━━━ MATERIAL TO PROCESS ━━━
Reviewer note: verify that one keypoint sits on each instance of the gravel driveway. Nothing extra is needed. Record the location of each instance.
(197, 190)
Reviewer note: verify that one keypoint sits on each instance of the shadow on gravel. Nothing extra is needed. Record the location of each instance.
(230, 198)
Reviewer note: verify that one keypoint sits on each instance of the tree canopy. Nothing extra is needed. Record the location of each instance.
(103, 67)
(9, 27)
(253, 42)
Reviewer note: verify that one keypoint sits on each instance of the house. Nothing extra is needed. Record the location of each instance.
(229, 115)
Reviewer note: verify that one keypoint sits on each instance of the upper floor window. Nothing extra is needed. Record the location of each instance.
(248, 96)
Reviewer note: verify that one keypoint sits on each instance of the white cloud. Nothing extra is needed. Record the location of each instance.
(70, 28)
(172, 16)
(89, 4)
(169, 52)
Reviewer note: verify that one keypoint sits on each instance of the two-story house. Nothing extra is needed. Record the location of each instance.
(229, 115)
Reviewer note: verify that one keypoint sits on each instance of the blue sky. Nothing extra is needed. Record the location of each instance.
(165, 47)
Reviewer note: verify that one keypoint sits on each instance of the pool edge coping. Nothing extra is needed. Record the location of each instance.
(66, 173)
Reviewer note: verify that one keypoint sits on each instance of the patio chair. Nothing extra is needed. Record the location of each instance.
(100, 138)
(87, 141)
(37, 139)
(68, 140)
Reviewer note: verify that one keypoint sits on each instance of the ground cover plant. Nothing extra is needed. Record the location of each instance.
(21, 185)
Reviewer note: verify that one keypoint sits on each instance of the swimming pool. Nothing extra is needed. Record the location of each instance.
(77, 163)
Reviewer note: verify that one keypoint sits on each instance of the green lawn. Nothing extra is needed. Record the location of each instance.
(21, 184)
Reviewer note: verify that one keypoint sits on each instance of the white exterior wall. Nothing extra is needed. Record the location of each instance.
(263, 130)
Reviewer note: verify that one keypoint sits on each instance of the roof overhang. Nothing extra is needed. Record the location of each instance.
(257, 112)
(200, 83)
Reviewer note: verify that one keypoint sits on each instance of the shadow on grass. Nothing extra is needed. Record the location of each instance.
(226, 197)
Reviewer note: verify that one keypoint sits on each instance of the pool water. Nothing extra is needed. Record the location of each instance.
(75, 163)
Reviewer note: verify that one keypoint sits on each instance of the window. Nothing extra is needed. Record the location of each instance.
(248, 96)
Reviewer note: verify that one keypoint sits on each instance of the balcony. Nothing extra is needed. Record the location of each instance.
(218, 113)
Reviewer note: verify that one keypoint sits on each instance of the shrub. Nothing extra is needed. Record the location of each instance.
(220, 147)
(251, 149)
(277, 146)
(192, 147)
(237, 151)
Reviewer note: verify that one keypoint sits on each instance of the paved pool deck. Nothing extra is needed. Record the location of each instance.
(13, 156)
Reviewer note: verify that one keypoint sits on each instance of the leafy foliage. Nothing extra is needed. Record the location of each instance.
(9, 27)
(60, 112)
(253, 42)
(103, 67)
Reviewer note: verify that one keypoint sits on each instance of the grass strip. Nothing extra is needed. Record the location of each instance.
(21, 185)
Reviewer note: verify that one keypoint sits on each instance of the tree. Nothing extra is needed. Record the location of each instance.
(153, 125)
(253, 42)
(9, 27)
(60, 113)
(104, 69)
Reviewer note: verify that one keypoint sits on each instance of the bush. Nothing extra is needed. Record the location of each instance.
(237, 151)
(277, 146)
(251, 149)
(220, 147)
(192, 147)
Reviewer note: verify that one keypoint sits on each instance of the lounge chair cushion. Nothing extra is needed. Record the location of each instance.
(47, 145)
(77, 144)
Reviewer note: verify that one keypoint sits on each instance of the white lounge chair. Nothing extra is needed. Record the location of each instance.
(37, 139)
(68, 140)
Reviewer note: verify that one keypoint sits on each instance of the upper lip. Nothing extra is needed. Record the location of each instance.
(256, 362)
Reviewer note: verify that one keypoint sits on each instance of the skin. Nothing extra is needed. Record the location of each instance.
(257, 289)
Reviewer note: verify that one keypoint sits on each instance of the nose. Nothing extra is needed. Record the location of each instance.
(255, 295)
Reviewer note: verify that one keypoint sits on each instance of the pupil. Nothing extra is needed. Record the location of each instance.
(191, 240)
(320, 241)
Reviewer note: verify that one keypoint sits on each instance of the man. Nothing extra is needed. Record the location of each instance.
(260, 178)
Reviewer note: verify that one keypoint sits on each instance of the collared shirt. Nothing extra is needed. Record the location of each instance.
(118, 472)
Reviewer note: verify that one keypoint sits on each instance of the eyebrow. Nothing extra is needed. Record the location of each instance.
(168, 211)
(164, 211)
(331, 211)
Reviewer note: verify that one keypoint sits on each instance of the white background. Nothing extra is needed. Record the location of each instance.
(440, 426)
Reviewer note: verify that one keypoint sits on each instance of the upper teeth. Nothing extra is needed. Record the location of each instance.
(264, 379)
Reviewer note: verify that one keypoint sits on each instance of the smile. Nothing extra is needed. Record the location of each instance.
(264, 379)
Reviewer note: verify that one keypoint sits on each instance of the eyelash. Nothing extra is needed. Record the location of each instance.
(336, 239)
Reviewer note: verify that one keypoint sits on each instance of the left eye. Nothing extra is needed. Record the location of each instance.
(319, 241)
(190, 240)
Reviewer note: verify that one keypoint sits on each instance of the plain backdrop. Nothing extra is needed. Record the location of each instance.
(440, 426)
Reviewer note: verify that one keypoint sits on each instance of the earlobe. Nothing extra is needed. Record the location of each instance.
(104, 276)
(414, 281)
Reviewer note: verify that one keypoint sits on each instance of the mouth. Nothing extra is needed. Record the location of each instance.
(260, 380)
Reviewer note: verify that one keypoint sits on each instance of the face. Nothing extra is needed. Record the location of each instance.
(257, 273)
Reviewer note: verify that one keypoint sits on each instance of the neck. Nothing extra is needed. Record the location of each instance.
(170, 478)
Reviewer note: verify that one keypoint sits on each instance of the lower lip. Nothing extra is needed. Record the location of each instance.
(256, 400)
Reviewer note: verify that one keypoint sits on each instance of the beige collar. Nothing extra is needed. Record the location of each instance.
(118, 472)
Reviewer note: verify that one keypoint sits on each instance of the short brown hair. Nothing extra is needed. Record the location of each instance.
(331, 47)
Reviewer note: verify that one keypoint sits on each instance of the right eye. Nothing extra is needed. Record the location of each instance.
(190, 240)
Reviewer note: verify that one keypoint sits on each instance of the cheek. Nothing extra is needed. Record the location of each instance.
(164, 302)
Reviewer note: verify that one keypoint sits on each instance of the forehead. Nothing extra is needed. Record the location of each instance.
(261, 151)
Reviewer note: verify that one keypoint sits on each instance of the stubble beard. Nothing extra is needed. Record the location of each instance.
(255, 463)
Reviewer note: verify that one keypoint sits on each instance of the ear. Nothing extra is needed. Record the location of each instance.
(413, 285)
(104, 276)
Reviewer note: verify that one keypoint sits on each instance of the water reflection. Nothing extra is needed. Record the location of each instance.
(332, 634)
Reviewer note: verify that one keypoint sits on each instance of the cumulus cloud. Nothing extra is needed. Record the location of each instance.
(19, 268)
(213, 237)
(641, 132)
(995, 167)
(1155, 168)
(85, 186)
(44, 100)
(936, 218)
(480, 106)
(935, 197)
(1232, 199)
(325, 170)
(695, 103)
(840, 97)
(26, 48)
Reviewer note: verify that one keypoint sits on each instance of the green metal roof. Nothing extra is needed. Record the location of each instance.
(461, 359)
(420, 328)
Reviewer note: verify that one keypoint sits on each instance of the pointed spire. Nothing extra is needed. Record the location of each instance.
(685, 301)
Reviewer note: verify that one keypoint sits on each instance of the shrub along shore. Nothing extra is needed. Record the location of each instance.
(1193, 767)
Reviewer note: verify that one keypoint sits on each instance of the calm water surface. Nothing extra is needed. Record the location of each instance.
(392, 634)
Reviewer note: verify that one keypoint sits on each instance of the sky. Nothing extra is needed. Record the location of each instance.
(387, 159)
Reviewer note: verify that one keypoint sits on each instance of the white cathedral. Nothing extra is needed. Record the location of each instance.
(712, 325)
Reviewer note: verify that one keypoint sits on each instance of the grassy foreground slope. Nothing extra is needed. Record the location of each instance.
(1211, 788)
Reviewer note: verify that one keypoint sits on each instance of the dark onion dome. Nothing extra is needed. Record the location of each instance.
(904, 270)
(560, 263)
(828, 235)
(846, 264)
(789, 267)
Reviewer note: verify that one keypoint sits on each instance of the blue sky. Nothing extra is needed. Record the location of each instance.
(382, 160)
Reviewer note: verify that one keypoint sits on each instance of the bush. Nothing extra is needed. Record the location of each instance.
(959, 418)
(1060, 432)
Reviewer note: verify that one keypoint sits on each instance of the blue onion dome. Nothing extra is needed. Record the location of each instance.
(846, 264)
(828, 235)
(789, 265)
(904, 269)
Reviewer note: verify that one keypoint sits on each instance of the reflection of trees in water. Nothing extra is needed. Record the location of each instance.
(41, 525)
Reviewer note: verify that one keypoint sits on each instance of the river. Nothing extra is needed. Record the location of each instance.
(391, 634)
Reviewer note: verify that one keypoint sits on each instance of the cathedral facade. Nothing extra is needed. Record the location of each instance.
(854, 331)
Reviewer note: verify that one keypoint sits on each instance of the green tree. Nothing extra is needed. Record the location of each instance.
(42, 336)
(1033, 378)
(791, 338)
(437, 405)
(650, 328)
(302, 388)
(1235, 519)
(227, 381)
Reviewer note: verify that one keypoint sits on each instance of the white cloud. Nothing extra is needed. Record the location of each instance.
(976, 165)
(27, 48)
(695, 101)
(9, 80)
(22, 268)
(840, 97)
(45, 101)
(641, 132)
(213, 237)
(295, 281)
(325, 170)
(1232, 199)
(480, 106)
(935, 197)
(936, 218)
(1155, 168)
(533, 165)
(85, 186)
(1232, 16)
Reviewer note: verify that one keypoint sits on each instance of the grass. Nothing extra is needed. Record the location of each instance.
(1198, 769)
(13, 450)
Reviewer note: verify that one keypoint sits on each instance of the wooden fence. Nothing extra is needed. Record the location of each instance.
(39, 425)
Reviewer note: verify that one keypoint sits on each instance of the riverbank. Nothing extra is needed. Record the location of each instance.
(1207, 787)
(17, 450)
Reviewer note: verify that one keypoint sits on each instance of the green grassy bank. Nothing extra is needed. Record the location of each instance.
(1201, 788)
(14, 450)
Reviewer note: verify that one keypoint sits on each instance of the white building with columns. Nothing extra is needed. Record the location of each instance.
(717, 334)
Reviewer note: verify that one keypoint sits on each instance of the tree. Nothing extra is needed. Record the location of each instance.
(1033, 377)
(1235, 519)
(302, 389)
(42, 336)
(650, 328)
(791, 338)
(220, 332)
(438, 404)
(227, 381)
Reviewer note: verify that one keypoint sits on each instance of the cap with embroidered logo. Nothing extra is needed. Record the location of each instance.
━━━
### WRITTEN PROBLEM
Begin with the line that contains "the green tree." and end with the last line of the records; set down every line in that span exactly, and nothing else.

### ANSWER TO THIS PROBLEM
Reviewer note: verify that one keypoint sits on each instance of the green tree. Nothing extra is needed. Record the location of each instance.
(42, 336)
(1033, 378)
(791, 338)
(437, 405)
(650, 328)
(302, 388)
(1235, 519)
(227, 381)
Reviewer note: verify that one keypoint sits on each instance of the white cloud. Nothing extra is needed. Record the location of each instance.
(976, 165)
(27, 48)
(695, 101)
(9, 80)
(22, 268)
(840, 97)
(45, 101)
(641, 132)
(213, 237)
(295, 281)
(325, 170)
(1232, 199)
(480, 106)
(935, 197)
(936, 218)
(1155, 168)
(533, 165)
(85, 186)
(1232, 16)
Reviewer note: verify that one keypoint sits on each instance of the grass. Nothing extra is needed. Record the location of each instance.
(1198, 769)
(13, 450)
Reviewer note: verify that one keypoint sits on each instance of the wooden fence. Nothing extra is needed. Record the location of each instance.
(39, 425)
Reviewer note: verify that one keypoint sits on each instance of the riverbank. Nothing extra is needed. Record the location of each instance.
(1207, 787)
(17, 450)
Reviewer note: verify that one keypoint sits on each instance of the green grassy bank. Nothing extra is needed. Record the location of each instance.
(1201, 788)
(14, 450)
Reviewer note: verify that one keypoint sits on each instance of the white building with columns. Nothing extra is needed. Record the location of each instance.
(717, 334)
Reviewer note: verify that one keypoint sits on each instance of the tree. Nothing extra is needed. Record the location of each instance.
(1033, 377)
(1235, 519)
(302, 389)
(42, 336)
(650, 328)
(791, 338)
(220, 332)
(438, 404)
(227, 381)
Reviewer note: verify that one keypoint sits on each instance of the cap with embroidered logo. Nothing extra is needed. Record the location of each instance.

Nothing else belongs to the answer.